Every record is to be duplicated exactly as it reads, without its images.

[Dataset entries]
------------------------------------------------------------------------

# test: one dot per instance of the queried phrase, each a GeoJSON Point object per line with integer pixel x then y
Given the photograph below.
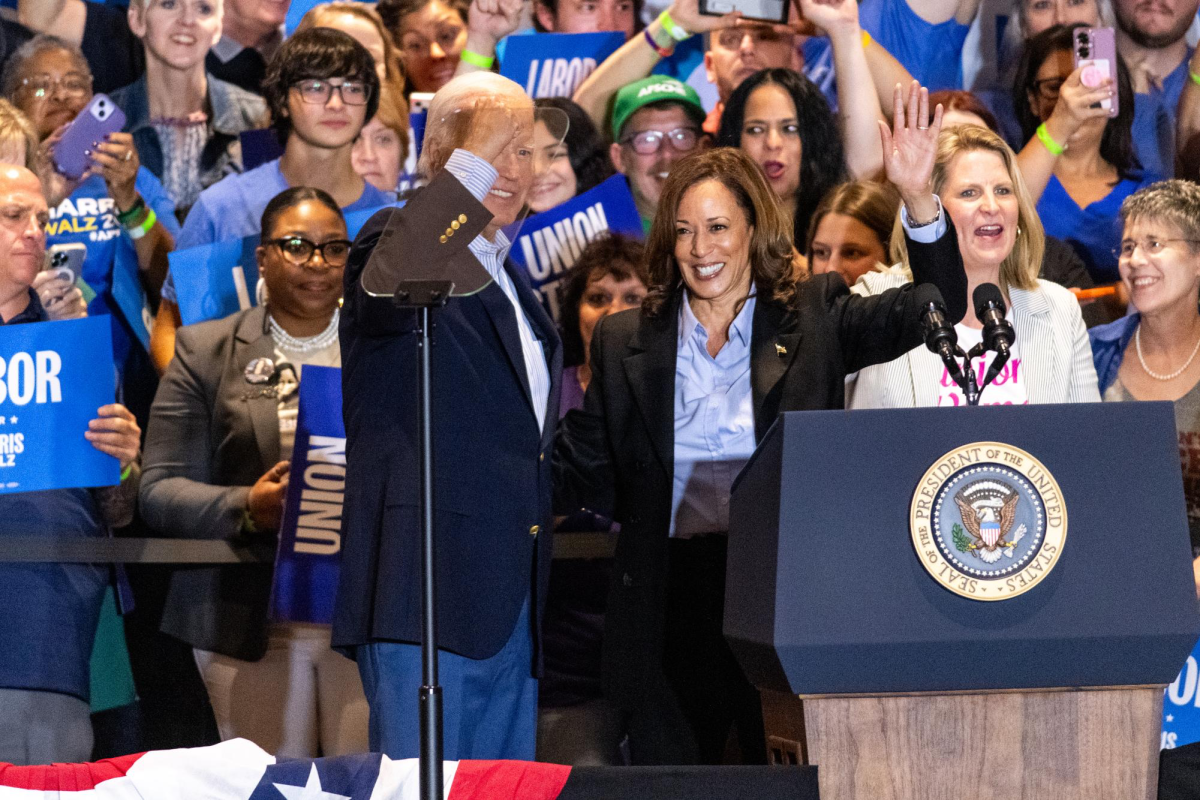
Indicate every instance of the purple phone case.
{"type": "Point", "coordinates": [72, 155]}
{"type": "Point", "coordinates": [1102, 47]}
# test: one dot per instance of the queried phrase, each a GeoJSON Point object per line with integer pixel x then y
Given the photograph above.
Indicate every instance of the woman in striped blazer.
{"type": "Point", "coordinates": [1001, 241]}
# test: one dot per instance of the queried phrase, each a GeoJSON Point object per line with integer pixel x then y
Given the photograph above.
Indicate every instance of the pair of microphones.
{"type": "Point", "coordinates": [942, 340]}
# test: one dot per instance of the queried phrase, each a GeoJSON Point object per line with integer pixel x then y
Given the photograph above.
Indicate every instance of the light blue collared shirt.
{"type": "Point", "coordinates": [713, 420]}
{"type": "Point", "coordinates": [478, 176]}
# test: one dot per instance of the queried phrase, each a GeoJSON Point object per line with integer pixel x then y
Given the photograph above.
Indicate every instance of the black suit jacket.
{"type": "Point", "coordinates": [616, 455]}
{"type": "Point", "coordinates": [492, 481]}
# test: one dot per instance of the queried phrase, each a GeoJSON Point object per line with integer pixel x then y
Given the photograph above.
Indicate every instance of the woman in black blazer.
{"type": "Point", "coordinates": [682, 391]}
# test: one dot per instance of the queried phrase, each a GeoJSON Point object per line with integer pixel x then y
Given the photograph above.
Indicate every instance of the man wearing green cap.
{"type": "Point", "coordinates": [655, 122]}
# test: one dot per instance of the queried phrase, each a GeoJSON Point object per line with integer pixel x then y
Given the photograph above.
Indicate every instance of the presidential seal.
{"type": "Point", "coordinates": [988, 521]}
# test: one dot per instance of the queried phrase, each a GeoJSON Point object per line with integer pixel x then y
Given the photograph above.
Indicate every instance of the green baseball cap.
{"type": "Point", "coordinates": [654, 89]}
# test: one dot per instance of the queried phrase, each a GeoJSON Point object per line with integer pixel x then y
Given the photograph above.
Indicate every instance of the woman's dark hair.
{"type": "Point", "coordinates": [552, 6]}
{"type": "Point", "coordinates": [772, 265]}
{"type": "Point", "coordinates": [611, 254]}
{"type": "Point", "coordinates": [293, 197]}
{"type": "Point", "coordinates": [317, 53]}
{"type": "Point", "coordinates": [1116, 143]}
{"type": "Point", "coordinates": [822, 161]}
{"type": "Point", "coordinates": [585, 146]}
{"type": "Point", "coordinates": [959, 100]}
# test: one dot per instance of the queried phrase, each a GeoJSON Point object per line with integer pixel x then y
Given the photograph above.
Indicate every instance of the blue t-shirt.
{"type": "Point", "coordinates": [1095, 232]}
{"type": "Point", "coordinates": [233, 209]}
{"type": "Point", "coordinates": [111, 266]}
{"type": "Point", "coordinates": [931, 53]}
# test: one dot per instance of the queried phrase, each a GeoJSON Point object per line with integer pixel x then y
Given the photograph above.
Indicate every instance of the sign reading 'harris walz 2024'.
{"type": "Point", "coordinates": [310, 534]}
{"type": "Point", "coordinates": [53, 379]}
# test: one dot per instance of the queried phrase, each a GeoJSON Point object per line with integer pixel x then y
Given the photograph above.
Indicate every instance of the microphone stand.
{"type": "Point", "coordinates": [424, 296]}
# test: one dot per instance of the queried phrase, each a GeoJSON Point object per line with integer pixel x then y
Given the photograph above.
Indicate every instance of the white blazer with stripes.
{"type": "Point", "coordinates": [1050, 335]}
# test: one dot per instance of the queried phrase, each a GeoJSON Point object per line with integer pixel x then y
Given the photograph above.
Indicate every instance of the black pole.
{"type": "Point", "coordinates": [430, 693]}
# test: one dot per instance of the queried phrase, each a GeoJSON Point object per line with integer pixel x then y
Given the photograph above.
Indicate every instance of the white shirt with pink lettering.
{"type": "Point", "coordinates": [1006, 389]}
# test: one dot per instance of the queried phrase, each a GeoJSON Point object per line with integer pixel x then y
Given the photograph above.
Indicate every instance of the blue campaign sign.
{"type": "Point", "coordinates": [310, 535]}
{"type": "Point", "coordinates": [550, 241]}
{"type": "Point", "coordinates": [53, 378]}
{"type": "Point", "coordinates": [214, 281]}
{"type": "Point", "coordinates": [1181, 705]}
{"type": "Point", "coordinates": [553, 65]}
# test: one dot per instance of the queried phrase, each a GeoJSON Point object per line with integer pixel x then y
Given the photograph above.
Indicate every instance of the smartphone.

------------------------------------------------------------------------

[FINISHED EXERCISE]
# test: one dot per instance of the queried phrase, each a GeoJSON Point object per line with integer pixel x then y
Given the photograph below.
Indicate every instance of the purple phone case.
{"type": "Point", "coordinates": [72, 155]}
{"type": "Point", "coordinates": [1102, 47]}
# test: one dot per instance of the queried phrase, each a GeoJSON Point object per line with integer pixel x then y
Given the photograph above.
Indicate every instance of the woman in striped blazer.
{"type": "Point", "coordinates": [1001, 241]}
# test: one dot per instance of the queried phrase, each a GeoJSON Point object per line with integer pixel x then y
Given the photograph above.
Indicate every instance of the pair of microphones.
{"type": "Point", "coordinates": [942, 340]}
# test: one dot per instance of the queried phrase, each a GeoJSON Point object per line with integer pixel x then y
Given the photograph above.
Indicate every instance of the light blue collared shirt.
{"type": "Point", "coordinates": [713, 420]}
{"type": "Point", "coordinates": [478, 176]}
# test: one dot per instance of the queried phrase, each a GeoJSON Point object per line with integer pixel x then y
Given the photograph above.
Indicate every instance of the black suit jacket.
{"type": "Point", "coordinates": [616, 455]}
{"type": "Point", "coordinates": [492, 481]}
# test: one dot per instance of the queried phrase, each a GeoJSON Point object per line with integer pixel x then y
Given the photograph above.
Indicate every instance of the woman in black blazer.
{"type": "Point", "coordinates": [682, 391]}
# test: one dot per instance of the queried phrase, each a GeoJSON Point object per line with integer pixel x then y
Given the photograph above.
Indicate every instance of the man wearing green cap.
{"type": "Point", "coordinates": [655, 122]}
# test: one dot per instance of the queried phrase, each a GeoJSON Point object per line with integer pixel x then y
Given the photograph above.
Indicate every instance of the presidential seal.
{"type": "Point", "coordinates": [988, 521]}
# test: one dot per instance of the queried phrase, each a GeoJSON Point object per line with integer pixel x then y
Given the photograph above.
Indicate every instance of the green baseball cap.
{"type": "Point", "coordinates": [654, 89]}
# test: one dot per instance of the queried phrase, each a GeoJSON Point object per line with integer pixel x then y
Given the photograph above.
Indicate every instance of the woman's dark hair.
{"type": "Point", "coordinates": [552, 6]}
{"type": "Point", "coordinates": [772, 265]}
{"type": "Point", "coordinates": [611, 254]}
{"type": "Point", "coordinates": [293, 197]}
{"type": "Point", "coordinates": [317, 53]}
{"type": "Point", "coordinates": [1116, 143]}
{"type": "Point", "coordinates": [822, 161]}
{"type": "Point", "coordinates": [585, 146]}
{"type": "Point", "coordinates": [959, 100]}
# test: one dot per instance of the queried phrase, each a GeoJSON Point object per line with integer pixel x then y
Given the photograph above.
Indicate every instance of the blue t-shirt.
{"type": "Point", "coordinates": [1095, 232]}
{"type": "Point", "coordinates": [233, 209]}
{"type": "Point", "coordinates": [111, 266]}
{"type": "Point", "coordinates": [931, 53]}
# test: one dot per instance of the queried phrase, each a GeoJSON Point object per line with integer pixel x then y
Given the photograph above.
Indicate every instance of the sign reading 'harris walz 2024'.
{"type": "Point", "coordinates": [310, 534]}
{"type": "Point", "coordinates": [53, 379]}
# test: one dot per instance of the queried phrase, each a GeoJSON Point object per line with integer pixel x then y
Given the photograph above.
Indicate every instance of the microphone stand.
{"type": "Point", "coordinates": [424, 296]}
# test: one dot per instance of the queried phrase, each a GeoJSON Point object per line with integer pixel x then y
Given the photograph above.
Indicate every instance of the white blazer with stripes.
{"type": "Point", "coordinates": [1050, 335]}
# test: one dot per instance of the queried phrase, each a GeoJSON Point object per line with integer pixel x then y
Given the photograph above.
Indicate every instance of the black pole.
{"type": "Point", "coordinates": [430, 693]}
# test: one dot per instance of the queried phrase, each a GeoJSON Point object per line with integer pixel x then y
Given the photograph above.
Indicate every instance of the white shirt with pink lettering.
{"type": "Point", "coordinates": [1006, 389]}
# test: one dot per instance of the queried phrase, each a GeoJSON Point object per line with integer pixel x then y
Given the photograph above.
Indicate every instance of the blue campaign sign.
{"type": "Point", "coordinates": [310, 535]}
{"type": "Point", "coordinates": [550, 241]}
{"type": "Point", "coordinates": [53, 378]}
{"type": "Point", "coordinates": [214, 281]}
{"type": "Point", "coordinates": [1181, 705]}
{"type": "Point", "coordinates": [553, 65]}
# test: one dot per instance of the queried phrase, each a GeoJSON Point object per line with integer pixel x then y
Given the photograph above.
Indicate every instance of the smartphone.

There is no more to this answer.